- [Task 1]: Quote the training passage word for word, starting at "148th BSB Command" and ending at "meet the (brigade)".
- [Task 2]: Name every person identified by name in the training passage.

- [Given passage]:
---+---
Barnes and the Soldiers of 148th Brigade Support
Battalion are in an intense two day training scenario to not
only prepare for the Infantry brigade’s pending Afghanistan
mission but to also ensure Warrior Training tasks are covered
prior to the 2009 troop assemblage for Operation Phoenix.
148th BSB Command Sergeant Major Barry Smallwood
cited the initiative of the Soldiers to prove they are ready for
deployment as the springboard for the elaborate training.
"As we continue to meet the (brigade)
commander’s intent, which is to show our Soldiers are trained
and ready at any given time, we look at any opportunity to
capitalize on resources available to us," Smallwood said
marveling at the success of the training. "We married-up with
our aviation partners and training assets at Fort Stewart and
were able to go above and beyond what was expected."
Expectations were initially to break out the
trauma moulage kit, give some chaos based scenarios and pop off
the simulated-frags to wake everyone up. Pepper it with land
navigation using the new hand-held Precision Lightweight GPS
Receiver (PLGR pronounced Plugger), and show them some dummy
IEDs for familiarization and you have a recipe for a typical
training weekend.
Then battalion training command upped the ante
and brought in the purveyor of chaos Sergeant Michael ‘Madman’
Madsen. All Hades broke loose as an open field adjacent to the
armory became a all things one would anticipate in a war zone.
---+---
- [Source information]:
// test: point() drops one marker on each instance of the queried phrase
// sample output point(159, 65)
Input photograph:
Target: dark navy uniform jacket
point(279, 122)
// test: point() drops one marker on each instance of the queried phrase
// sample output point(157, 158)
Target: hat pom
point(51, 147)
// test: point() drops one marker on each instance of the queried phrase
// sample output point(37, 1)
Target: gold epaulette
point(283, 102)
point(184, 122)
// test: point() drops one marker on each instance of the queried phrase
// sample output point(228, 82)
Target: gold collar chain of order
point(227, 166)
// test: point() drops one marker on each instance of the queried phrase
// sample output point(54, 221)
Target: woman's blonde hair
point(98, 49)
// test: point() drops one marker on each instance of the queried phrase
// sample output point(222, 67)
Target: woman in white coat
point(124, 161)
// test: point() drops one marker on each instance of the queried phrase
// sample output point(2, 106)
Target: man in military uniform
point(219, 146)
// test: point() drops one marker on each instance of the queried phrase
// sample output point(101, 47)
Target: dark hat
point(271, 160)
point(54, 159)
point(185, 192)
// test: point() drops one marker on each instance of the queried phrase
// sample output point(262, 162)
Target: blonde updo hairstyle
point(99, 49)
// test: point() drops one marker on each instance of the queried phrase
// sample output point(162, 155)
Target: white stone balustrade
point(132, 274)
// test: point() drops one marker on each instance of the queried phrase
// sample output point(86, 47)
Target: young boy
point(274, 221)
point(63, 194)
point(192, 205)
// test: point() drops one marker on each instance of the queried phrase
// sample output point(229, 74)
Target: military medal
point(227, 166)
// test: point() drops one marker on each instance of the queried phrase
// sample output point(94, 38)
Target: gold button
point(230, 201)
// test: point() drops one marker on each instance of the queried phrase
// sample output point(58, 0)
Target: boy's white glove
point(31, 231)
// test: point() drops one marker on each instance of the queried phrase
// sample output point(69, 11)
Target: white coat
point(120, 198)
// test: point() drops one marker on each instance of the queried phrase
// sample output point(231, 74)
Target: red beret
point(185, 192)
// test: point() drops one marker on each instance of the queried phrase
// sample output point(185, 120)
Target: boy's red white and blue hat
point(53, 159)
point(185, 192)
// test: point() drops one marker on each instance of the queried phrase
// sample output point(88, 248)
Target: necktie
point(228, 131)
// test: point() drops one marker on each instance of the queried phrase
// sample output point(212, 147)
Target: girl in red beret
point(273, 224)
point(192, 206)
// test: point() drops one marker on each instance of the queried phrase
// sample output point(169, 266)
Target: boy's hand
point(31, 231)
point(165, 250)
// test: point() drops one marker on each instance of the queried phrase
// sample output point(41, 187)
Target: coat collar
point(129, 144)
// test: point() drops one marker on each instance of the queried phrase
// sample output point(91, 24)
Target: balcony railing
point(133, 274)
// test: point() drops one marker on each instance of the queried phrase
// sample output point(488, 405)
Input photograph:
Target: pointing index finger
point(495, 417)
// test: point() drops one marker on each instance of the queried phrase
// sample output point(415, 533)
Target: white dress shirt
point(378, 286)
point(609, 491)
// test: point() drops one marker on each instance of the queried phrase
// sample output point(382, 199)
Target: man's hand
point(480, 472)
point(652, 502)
---+---
- [Task answer 1]:
148th BSB Command Sergeant Major Barry Smallwood
cited the initiative of the Soldiers to prove they are ready for
deployment as the springboard for the elaborate training.
"As we continue to meet the (brigade)

- [Task answer 2]:
- Barnes
- Barry Smallwood (148th BSB Command Sergeant Major)
- Michael ‘Madman’ Madsen (Sergeant)